Welcome to 2009, the year when it's suddenly unpatriotic, or at least ill-mannered, to be an optimist. Franklin D. Roosevelt told us that the only thing we have to fear is fear itself (cribbing Stonewall Jackson's warning to "never take counsel with your fears"), and Ronald Reagan reassured us that despite discouraging times, it's still "morning in America."

Optimism has always been the engine driving the American dream, but in the wake of bad news, the peddlers of gloom, doom and drear carry the day. The Baltimore Sun greeted the new year with the headline that these are the worst times since the '30s, and The Washington Post offered its usual menu of victim stories - five of the seven headlines were about bad things happening to good people - the first among them the news that $6.9 trillion dollars in wealth was wiped out on Wall Street in 2008. It's true that Wall Street laid a rotten egg, proving once again the adage once heard on the street that "bulls make money, even bears make money, but pigs rarely make money." Most of the $6.9 trillion were paper profits, profits not taken, and many of us can dine out, if only on cornbread and beans, with horror stories. A pot of beans and a skillet of cornbread hot from the oven is not a bad supper, by the way.

### [DIRECTION 1]
In the column on optimism, how much wealth was wiped out on Wall Street in 2008?

### [RECORD SET]

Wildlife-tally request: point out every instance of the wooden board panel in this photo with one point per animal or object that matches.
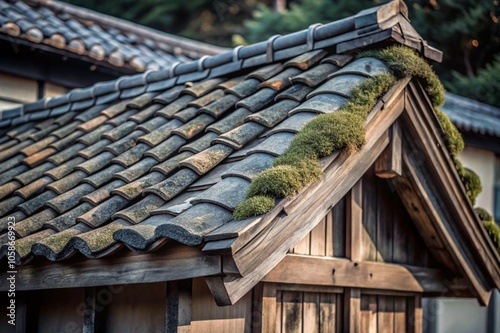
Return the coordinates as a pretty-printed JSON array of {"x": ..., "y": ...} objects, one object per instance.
[
  {"x": 339, "y": 228},
  {"x": 311, "y": 313},
  {"x": 134, "y": 308},
  {"x": 369, "y": 232},
  {"x": 318, "y": 239},
  {"x": 385, "y": 314},
  {"x": 328, "y": 312},
  {"x": 52, "y": 90},
  {"x": 291, "y": 320},
  {"x": 206, "y": 316},
  {"x": 399, "y": 314},
  {"x": 58, "y": 316},
  {"x": 368, "y": 320}
]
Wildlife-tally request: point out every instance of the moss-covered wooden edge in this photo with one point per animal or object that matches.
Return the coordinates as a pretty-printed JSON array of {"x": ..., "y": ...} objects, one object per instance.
[
  {"x": 489, "y": 224},
  {"x": 298, "y": 166}
]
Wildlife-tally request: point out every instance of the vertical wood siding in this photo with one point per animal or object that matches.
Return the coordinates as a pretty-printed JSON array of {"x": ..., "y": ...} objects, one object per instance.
[
  {"x": 388, "y": 234},
  {"x": 307, "y": 312}
]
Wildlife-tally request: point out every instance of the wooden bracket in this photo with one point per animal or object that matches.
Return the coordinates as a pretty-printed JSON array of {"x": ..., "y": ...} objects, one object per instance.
[{"x": 389, "y": 164}]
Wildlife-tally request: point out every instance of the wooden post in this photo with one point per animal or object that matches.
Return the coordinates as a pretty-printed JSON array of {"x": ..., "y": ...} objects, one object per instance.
[
  {"x": 352, "y": 306},
  {"x": 89, "y": 310},
  {"x": 178, "y": 316},
  {"x": 414, "y": 314},
  {"x": 264, "y": 308},
  {"x": 389, "y": 164},
  {"x": 354, "y": 223}
]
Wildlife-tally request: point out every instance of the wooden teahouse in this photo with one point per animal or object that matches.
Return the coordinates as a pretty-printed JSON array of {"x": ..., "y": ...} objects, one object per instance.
[{"x": 124, "y": 209}]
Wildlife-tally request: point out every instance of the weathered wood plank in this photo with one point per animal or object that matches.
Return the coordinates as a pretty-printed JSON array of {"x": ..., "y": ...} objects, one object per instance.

### [DIRECTION 2]
Pull out every line of the records that contains the string "edge", treating uppercase and lowercase as different.

### [PROBLEM SOLUTION 1]
$6.9 trillion

### [PROBLEM SOLUTION 2]
Wildlife-tally request: point out every instance of the moss-covered wooden edge in this photo with one point per animal or object that matches.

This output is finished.